▶ [Document excerpt]:

------------

I got the chance to experience both sides of that this week: after some successful AFM imaging, the data showed that the technique works in the way we expected. To help explain just what was going on, I also simulated the operation of the AFM using the computational modeling software I’ve described in the past; the most recent and most accurate iteration of the simulations this week provided a graph of predicted voltage response. When I called up the graph on MATLAB, I had to check my code to make sure I hadn’t just plotted the experimental data instead because, to a rough visual approximation, the two were indistinguishable. Now, though this was exciting, it’s not exactly groundbreaking: we’re dealing with some very well-known properties of capacitance and potential difference. But it’s still significant because it means the technique we’re developing can supply predictable, and hopefully reproducible, results.
Some really fun things happened this week that I’d love to expand on: we went to a science trivia night hosted by some co-workers of Sammi at a local restaurant (with an excellent Taco Tuesday). The ten of us sat at one long table, but ended up splitting into two teams. There would be fifteen short-answer questions throughout the night, with bonus points awarded for the funniest (incorrect) answer. We also got to name our teams; I was flattered to be the namesake for ours: Tibbs Free Energy. For those of you who haven’t taken thermodynamics, Josiah Willard Gibbs was an incredible physicist who came up with a concept of free energy which was, eventually, named after him. The questions were difficult, but our team answered enough of them correctly to end the first phase tied for first. I would like to credit that success to my sister, without whose help I never would have known the name of the mission which sent the animals called Tardigrades (or water bears) into space.

------------

▶ [Instructions to follow]:
Continue the blog post about AFM simulations and the science trivia night from where it stops.

------------

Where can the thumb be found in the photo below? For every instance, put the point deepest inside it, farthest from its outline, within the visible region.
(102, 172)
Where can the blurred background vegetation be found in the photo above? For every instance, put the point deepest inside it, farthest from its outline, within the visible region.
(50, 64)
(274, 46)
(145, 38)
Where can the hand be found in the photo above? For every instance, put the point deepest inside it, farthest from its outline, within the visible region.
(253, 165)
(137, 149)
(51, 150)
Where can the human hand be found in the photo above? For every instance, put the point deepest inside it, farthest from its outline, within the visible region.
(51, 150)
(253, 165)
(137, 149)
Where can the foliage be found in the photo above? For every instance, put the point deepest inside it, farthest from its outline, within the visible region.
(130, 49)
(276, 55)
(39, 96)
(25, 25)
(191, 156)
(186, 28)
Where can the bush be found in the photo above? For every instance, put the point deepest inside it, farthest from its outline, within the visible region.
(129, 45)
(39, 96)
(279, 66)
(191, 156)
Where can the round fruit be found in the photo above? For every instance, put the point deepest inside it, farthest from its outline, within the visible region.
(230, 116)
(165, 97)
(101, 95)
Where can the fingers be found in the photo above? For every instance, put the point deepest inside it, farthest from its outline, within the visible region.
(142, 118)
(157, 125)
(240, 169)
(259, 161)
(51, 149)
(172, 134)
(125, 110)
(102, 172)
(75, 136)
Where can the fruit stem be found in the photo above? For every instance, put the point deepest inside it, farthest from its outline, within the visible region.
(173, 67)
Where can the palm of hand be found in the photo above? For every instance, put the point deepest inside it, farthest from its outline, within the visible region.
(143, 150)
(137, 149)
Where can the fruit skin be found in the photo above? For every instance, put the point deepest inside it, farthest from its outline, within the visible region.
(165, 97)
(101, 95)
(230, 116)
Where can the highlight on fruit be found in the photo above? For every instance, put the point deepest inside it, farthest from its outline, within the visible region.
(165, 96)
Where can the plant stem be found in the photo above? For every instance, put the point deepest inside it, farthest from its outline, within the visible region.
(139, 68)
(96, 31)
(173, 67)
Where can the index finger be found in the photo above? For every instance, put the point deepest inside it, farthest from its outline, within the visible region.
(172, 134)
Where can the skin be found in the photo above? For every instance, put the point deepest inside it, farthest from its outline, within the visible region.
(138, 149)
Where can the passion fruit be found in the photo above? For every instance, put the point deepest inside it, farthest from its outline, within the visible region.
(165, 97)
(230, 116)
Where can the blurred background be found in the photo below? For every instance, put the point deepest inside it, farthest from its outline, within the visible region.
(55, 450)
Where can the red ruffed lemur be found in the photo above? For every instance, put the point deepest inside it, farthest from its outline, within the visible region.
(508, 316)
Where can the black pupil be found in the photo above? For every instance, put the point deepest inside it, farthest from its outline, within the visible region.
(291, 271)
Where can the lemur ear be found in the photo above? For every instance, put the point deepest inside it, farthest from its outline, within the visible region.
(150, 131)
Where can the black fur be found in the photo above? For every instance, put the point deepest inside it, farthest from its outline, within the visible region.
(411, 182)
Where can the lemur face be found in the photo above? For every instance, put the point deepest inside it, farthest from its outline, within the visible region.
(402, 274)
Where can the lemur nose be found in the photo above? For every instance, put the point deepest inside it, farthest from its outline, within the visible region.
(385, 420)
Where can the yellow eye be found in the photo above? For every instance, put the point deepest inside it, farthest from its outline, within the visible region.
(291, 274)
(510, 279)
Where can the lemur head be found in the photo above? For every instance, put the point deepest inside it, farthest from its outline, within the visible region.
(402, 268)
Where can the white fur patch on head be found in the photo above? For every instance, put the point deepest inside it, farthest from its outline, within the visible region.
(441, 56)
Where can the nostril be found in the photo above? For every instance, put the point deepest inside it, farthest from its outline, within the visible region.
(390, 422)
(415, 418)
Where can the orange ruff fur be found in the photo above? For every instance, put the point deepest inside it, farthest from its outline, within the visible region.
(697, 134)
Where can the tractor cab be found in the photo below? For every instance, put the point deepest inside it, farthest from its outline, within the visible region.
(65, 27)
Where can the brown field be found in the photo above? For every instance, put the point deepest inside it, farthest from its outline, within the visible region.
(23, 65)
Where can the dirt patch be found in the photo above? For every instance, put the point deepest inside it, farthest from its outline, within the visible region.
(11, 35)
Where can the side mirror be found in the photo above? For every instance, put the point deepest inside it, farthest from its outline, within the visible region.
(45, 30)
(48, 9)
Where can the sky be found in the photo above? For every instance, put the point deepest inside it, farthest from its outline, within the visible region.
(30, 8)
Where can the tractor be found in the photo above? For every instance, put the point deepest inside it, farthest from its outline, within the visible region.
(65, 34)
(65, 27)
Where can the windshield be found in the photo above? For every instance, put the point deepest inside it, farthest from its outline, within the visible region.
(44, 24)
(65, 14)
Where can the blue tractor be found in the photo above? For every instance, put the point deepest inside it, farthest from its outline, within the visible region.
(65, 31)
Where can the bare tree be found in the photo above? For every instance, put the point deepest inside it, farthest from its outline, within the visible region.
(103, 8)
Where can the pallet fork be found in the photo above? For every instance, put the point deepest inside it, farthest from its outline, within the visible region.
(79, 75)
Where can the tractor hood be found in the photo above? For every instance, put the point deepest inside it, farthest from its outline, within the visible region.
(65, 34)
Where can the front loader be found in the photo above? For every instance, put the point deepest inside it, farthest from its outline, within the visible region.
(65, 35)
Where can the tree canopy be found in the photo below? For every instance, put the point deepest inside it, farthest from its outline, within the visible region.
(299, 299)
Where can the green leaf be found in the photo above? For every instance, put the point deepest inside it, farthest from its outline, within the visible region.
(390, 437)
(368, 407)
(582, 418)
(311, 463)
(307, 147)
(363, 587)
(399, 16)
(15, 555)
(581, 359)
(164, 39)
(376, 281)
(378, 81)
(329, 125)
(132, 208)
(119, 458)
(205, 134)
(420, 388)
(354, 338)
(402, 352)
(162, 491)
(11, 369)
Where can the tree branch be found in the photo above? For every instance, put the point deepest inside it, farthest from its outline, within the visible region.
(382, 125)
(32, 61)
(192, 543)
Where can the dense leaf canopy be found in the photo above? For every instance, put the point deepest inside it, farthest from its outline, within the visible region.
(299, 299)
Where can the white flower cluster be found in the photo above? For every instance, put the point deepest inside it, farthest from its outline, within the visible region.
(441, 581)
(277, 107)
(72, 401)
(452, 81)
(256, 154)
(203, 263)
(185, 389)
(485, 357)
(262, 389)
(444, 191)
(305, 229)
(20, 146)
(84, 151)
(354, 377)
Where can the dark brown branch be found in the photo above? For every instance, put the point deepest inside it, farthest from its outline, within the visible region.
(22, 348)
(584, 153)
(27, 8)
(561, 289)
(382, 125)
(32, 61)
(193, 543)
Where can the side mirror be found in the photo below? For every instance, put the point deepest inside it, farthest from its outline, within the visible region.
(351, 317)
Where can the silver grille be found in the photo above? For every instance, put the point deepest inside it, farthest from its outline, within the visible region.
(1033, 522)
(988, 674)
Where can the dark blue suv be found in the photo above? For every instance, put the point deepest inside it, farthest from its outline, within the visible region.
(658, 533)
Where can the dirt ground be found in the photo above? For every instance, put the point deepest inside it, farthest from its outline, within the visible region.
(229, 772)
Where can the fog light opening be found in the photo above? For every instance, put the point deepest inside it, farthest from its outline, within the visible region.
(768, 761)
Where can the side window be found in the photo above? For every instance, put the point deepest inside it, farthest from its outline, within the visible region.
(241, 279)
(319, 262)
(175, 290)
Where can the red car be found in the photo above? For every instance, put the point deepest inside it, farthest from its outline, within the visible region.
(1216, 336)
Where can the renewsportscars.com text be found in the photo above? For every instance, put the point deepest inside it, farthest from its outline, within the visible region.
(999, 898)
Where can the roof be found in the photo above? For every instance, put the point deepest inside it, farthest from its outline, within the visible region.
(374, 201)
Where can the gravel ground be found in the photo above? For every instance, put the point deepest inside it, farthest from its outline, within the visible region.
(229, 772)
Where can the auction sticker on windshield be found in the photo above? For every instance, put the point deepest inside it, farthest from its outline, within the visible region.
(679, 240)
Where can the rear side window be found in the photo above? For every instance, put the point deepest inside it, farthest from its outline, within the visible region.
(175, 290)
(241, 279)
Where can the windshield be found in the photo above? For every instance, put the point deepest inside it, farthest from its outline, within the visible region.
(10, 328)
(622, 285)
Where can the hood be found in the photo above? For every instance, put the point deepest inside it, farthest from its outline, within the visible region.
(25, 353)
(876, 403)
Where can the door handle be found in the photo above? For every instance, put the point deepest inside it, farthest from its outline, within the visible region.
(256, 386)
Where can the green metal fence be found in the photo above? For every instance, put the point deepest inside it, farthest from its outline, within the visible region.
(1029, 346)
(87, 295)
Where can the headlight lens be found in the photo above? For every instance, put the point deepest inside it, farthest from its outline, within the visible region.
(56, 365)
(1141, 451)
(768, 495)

------------

▶ [The result]:
But then came the second phase: the engineering challenge[d]. We had to use six uncooked pieces of spaghetti (I don’t think it was whole wheat), a plastic spoon, a popsicle stick, a dixie cup, and about four inches of duct tape to hold five marbles as high off the table as we could. Using the spoon and stick as a load-bearing beam and the spaghettis as a stabilizing tripod, we made a structure which was (if I may say) the most stable of the assembled contraptions: we not only put the marbles into the cup, but filled it with water as well (making what was possibly the strangest mixed drink consumed that night). Unfortunately, ours was not the tallest (who knew that a science trivia night would be populated by so many engineering-minded folks?) and we did not take home the trivia win. But, we all agreed that we’d return for a rematch this week, especially upon hearing the theme: quantum physics. They won’t know what hit ‘em.
Wednesday, we enjoyed the Congressional baseball game for charity. This was an event I’d never heard of before coming to D.C., and now I wish I had: members of congress form two baseball teams (Democrats vs. Republicans, as per tradition) and play a nine-inning baseball game in the Washington Nationals Stadium. Exhibiting there were companies, advocacy groups, and (our favorite table to get swag from) NASA. I had heard that the Democratic team had won nine of the ten previous games; that got me wondering if political affiliation could possibly be correlated with baseball ability. It didn’t seem to make sense in theory, but as the blue team racked up the points on Wednesday, I couldn’t help but wonder if controlled experiments would support such a relationship. When all was said and done, I decided to dig deeper, and go to the most comprehensive storehouse of sports knowledge I know of: Wikipedia. And there I found something which was highly satisfying, not to mention surprising. To the best of historical knowledge, the 85-game series is now tied between the two teams: 42 wins to Democrats; 42 to Republicans; and one tie game, in 1983.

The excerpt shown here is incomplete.